#### Material shown

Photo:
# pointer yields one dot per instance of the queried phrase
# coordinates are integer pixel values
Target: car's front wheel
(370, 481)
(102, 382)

########

## Task statement
Restate the full listing word for word, leaving out nothing.

## Expected output
Photo:
# pointer yields one dot per instance of the queried phrase
# coordinates are integer pixel values
Target: car's front wheel
(370, 481)
(102, 382)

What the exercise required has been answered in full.